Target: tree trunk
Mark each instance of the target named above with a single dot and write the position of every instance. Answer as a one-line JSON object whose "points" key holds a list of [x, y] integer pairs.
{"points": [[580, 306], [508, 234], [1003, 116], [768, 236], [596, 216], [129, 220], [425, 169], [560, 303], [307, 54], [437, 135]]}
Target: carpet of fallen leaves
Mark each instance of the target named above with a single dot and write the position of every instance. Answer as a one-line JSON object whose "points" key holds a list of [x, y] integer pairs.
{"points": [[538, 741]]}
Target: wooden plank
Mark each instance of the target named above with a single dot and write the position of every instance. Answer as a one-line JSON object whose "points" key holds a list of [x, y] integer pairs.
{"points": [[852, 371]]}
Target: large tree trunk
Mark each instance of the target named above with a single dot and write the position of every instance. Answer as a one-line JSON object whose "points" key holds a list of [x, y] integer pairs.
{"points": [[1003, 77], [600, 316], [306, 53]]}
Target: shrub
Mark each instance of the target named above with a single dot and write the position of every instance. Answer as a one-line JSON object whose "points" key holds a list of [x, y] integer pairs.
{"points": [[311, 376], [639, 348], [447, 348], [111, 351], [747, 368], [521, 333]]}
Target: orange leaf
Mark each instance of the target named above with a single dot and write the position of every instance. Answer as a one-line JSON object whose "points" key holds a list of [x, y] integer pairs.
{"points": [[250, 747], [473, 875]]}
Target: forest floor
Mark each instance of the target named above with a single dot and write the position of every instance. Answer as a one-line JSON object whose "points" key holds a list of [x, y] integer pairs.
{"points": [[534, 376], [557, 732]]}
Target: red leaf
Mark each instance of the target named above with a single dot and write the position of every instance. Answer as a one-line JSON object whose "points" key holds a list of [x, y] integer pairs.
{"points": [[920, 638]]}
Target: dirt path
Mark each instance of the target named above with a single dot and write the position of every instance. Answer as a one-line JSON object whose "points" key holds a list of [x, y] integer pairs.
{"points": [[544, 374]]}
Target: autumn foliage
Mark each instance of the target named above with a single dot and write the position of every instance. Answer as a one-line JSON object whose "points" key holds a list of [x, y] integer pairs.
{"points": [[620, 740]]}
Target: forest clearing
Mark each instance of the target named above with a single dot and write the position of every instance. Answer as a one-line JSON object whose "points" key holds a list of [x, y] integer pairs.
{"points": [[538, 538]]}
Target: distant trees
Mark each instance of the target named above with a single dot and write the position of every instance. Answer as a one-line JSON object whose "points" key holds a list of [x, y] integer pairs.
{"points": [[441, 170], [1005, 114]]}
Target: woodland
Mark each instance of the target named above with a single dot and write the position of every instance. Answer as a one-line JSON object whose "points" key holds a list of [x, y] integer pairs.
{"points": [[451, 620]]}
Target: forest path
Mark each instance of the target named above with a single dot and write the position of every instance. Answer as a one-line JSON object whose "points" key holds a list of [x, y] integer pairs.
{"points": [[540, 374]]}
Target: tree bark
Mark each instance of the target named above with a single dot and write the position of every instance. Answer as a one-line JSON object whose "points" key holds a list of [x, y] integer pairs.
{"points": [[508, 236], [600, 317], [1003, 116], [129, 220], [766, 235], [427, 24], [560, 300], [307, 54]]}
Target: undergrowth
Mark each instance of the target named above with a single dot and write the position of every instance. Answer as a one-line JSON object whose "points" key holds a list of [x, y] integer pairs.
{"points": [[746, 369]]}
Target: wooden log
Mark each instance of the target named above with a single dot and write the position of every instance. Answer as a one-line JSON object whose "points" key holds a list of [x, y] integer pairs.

================================

Copy out the listing above word for word, from the line that contains "Target: woodland" through the last line of the listing, including both of those lines.

**Task solution:**
Target: woodland
Mark each instance of the target named above with a single dot and write the position of every instance. Answer as a one-line JSON object whose "points" key holds a list of [x, y] integer pairs.
{"points": [[451, 620]]}
Target: forest path
Mark each instance of the target named above with a single dot and write the position of every instance. Answer as a one-line JSON object whose "points" key holds a list of [x, y] integer pairs.
{"points": [[540, 374]]}
Target: tree bark
Mark each instance of the target named above with a single dot and write the position of every instance. Answer as a one-line JSON object whose "points" key holds a list of [x, y] integer pairs.
{"points": [[508, 236], [600, 317], [1003, 116], [129, 220], [766, 235], [427, 24], [560, 300], [307, 54]]}
Target: undergrowth
Mark each instance of the target named above with a single dot and write the position of every instance. Answer as a one-line JSON object whose "points" key holds a list of [x, y] integer pairs.
{"points": [[746, 369]]}
Target: wooden log
Mark each instance of the target named above with a single dot and write the position of every instance. Answer as a one-line JSON object whose "points" key holds a list of [x, y] integer pairs.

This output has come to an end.